EXERCISE DIRECTIONS: Quote exactly the lines running from the line with "Please drop a marker on every instance of the stone" to the end of the entries, including both, and nothing else.
#####
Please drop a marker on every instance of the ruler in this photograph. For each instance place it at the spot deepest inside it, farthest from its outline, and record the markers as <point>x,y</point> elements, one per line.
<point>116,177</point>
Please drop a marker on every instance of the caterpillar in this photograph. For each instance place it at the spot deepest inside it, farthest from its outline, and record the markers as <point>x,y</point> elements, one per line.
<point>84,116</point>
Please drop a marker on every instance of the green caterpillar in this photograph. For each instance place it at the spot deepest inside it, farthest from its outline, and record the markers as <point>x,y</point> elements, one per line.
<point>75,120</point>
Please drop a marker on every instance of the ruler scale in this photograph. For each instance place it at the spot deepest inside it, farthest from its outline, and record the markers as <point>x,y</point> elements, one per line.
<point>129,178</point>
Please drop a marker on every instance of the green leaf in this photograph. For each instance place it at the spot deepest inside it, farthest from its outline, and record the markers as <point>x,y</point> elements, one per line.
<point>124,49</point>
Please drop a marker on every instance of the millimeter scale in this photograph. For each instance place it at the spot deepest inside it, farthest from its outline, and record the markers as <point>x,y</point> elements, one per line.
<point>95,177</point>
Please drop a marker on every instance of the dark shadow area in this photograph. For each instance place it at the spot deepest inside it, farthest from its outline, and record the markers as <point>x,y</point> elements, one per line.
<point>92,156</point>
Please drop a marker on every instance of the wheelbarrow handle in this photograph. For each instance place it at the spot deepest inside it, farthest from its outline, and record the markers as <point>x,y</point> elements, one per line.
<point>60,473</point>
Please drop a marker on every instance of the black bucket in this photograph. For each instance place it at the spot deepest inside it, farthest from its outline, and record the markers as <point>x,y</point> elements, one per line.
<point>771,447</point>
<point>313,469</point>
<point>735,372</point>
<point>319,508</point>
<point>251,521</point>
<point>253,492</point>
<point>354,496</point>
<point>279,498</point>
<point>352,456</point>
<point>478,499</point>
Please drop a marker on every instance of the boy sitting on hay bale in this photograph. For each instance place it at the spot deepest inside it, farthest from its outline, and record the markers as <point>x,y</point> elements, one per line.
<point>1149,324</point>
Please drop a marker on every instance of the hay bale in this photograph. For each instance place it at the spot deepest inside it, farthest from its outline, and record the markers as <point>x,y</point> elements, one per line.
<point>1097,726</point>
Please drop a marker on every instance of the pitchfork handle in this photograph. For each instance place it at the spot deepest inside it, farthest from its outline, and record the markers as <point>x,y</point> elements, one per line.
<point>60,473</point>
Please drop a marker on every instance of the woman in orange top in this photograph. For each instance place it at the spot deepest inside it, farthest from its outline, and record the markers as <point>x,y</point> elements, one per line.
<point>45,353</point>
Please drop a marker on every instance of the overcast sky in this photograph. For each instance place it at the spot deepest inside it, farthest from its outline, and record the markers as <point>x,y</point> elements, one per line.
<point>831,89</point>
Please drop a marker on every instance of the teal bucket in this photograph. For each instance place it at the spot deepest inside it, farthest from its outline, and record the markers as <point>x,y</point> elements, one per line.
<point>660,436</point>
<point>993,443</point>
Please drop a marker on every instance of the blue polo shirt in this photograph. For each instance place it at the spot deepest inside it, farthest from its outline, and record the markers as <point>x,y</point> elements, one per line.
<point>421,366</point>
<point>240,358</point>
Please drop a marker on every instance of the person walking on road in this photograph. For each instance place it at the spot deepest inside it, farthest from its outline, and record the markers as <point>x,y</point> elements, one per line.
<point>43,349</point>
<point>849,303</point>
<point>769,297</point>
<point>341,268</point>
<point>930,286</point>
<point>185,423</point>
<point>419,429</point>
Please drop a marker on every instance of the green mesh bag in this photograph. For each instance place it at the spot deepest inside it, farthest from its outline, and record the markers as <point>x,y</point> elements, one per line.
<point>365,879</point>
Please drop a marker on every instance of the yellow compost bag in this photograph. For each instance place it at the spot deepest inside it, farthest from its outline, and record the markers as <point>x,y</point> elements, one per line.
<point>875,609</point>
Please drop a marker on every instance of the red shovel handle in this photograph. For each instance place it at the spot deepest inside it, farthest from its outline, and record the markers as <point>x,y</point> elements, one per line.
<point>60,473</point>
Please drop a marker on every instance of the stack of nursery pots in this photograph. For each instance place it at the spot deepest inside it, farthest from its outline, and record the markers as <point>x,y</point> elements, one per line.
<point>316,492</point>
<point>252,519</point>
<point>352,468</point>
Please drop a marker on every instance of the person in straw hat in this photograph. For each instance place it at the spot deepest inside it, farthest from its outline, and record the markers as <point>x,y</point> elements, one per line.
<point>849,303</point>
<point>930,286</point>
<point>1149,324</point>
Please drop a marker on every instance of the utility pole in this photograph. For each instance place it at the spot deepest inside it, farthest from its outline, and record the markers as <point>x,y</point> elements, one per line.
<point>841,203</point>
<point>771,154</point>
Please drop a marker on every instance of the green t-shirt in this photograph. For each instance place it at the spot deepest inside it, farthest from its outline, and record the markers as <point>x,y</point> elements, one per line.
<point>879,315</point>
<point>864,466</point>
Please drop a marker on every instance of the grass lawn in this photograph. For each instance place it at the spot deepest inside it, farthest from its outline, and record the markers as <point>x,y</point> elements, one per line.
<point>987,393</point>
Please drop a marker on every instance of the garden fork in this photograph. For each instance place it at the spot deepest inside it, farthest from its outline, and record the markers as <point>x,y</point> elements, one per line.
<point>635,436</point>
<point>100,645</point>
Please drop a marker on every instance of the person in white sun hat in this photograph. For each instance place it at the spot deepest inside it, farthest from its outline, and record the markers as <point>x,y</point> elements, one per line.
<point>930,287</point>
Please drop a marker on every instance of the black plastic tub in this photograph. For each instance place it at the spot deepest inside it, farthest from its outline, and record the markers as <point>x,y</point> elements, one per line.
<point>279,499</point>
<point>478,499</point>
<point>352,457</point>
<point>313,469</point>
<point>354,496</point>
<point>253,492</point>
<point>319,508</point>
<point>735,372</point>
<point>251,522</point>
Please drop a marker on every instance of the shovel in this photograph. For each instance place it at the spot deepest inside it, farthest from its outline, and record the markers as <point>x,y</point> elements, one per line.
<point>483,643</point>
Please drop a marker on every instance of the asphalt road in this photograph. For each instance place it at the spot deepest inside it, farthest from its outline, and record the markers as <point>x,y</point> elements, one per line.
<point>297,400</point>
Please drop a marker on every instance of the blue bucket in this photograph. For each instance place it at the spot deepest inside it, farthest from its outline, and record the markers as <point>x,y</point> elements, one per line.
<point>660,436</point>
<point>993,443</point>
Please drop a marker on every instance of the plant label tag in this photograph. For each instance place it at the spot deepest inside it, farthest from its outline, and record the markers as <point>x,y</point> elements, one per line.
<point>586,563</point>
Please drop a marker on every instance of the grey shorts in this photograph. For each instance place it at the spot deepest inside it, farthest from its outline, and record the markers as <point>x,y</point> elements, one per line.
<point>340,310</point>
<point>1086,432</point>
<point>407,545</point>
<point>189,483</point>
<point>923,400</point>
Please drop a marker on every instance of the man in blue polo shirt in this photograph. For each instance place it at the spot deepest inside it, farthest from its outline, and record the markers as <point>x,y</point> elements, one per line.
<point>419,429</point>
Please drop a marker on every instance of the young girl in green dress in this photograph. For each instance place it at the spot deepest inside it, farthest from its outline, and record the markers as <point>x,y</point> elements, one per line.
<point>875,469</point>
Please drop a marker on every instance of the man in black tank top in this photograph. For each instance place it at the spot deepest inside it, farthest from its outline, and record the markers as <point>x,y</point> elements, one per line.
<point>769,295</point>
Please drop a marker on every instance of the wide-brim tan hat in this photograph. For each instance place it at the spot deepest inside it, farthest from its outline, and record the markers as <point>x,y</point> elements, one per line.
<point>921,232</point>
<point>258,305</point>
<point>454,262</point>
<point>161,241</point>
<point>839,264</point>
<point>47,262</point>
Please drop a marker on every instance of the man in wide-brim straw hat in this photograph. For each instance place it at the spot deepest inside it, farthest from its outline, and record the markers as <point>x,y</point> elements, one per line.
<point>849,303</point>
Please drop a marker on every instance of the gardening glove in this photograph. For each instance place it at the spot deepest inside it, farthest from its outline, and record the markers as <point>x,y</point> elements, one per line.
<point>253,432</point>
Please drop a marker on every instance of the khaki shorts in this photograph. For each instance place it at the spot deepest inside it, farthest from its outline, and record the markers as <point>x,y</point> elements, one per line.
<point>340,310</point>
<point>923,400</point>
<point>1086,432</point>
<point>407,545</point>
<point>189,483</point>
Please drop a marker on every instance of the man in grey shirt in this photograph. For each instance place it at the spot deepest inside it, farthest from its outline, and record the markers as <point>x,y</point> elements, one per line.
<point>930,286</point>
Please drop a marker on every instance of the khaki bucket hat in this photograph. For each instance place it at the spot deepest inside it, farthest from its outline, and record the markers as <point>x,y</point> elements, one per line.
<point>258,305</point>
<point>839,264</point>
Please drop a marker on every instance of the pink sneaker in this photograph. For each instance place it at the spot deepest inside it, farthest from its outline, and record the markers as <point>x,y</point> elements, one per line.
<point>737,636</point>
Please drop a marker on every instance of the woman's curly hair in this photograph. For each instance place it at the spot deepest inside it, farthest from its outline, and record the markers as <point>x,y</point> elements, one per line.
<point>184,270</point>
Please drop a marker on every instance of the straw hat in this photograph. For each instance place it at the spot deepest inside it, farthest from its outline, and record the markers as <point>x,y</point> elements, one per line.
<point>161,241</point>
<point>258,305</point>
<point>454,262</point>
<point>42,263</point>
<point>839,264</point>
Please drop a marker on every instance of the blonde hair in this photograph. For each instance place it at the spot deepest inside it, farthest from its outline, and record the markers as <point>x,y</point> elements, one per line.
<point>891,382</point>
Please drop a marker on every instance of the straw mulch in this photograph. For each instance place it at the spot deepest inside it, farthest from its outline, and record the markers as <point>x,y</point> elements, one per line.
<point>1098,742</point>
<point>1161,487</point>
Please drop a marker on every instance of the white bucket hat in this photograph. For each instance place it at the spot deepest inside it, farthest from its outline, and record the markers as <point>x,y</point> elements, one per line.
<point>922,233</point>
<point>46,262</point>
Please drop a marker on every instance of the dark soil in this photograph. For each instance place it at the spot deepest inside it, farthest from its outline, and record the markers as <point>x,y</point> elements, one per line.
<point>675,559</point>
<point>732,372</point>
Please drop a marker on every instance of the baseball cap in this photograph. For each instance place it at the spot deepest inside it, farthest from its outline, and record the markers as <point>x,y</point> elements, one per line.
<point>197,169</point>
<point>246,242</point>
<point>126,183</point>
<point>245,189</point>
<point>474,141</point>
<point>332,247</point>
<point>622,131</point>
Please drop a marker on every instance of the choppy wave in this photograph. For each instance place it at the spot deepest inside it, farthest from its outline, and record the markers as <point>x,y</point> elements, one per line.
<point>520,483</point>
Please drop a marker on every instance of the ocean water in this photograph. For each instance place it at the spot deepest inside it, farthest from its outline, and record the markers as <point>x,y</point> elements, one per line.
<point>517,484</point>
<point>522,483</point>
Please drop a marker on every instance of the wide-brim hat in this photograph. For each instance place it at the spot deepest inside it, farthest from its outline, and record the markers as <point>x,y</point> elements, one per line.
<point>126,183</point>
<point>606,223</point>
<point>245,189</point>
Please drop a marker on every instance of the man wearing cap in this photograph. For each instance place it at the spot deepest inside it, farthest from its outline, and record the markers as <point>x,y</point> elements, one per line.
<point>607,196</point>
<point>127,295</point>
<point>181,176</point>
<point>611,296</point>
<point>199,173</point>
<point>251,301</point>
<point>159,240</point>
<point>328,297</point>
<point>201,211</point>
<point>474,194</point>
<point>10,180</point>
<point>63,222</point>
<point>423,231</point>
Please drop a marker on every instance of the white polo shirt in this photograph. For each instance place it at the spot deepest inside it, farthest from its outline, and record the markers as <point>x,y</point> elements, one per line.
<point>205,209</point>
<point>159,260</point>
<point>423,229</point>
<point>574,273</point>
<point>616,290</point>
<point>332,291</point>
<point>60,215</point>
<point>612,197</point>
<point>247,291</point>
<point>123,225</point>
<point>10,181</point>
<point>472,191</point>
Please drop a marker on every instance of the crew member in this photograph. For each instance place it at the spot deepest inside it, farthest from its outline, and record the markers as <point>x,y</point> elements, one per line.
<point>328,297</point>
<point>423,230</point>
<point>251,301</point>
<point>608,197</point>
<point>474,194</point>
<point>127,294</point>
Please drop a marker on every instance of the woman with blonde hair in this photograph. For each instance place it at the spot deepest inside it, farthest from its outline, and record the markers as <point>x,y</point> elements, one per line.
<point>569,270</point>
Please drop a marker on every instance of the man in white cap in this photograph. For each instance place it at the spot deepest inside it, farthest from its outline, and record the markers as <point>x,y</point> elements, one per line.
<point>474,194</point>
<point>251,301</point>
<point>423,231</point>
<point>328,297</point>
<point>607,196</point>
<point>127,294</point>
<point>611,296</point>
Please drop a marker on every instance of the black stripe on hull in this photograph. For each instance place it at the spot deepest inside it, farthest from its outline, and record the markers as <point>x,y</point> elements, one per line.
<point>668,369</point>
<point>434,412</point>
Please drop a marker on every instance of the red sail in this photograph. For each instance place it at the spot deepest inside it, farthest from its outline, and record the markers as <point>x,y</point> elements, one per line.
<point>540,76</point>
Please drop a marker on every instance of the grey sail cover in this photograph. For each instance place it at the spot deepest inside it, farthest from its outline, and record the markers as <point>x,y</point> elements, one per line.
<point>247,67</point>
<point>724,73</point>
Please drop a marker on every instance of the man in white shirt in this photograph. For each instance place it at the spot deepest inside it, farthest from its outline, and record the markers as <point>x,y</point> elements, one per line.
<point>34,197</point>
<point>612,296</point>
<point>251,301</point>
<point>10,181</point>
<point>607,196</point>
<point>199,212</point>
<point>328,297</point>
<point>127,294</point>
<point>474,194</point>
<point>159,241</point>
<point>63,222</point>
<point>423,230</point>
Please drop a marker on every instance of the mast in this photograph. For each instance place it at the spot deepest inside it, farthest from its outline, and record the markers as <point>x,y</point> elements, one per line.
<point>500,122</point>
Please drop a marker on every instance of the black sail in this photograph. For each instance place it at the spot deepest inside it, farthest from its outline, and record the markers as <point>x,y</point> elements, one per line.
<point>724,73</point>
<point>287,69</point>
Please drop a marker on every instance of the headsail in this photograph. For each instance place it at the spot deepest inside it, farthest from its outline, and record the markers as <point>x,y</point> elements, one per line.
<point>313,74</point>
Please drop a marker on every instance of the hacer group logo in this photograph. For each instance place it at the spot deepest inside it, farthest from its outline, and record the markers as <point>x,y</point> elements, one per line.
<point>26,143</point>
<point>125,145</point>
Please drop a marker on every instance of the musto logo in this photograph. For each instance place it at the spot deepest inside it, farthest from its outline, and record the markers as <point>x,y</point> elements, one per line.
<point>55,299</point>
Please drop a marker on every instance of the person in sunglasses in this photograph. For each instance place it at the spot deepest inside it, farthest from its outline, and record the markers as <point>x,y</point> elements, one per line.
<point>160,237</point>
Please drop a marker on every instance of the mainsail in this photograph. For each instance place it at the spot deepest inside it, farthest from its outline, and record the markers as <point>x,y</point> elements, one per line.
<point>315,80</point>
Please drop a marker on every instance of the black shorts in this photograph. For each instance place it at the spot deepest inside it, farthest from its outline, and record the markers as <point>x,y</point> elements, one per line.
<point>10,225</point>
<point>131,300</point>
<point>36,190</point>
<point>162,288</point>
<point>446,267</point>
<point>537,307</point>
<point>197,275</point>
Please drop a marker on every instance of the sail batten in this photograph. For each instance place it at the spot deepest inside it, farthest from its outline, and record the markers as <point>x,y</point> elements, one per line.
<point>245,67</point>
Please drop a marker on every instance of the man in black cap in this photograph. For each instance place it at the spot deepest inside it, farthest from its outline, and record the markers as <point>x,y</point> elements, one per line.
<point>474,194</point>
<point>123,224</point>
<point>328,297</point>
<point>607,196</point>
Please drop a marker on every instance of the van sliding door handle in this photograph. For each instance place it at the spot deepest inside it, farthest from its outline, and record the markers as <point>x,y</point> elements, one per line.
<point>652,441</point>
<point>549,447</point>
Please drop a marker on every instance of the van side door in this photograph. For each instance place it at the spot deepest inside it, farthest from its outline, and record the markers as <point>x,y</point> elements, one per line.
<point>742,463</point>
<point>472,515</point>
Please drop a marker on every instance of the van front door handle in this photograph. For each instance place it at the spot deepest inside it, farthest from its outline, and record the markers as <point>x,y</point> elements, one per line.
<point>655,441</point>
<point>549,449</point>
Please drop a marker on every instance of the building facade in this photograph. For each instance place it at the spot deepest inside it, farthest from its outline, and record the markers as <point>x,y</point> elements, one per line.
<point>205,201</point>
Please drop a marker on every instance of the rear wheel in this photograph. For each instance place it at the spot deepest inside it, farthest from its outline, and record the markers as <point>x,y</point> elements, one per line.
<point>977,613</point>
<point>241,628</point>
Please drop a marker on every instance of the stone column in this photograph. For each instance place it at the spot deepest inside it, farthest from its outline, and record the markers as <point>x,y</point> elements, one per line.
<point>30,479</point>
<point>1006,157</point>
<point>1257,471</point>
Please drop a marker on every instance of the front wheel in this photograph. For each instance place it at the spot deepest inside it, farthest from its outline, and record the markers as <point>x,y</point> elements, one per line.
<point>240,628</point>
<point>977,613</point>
#####
WRITTEN ANSWER:
Please drop a marker on every instance of the stone column in this photograph. For each instance place it at the spot deepest inside it, farthest from its outline, and record the markers as <point>x,y</point> elements, one per line.
<point>30,479</point>
<point>1006,157</point>
<point>1257,471</point>
Please drop a marker on every instance of the front wheel in this photograph. For each instance place it at the spot deepest inside it, farthest from its outline, and record the markers as <point>x,y</point> elements, one per line.
<point>240,628</point>
<point>977,613</point>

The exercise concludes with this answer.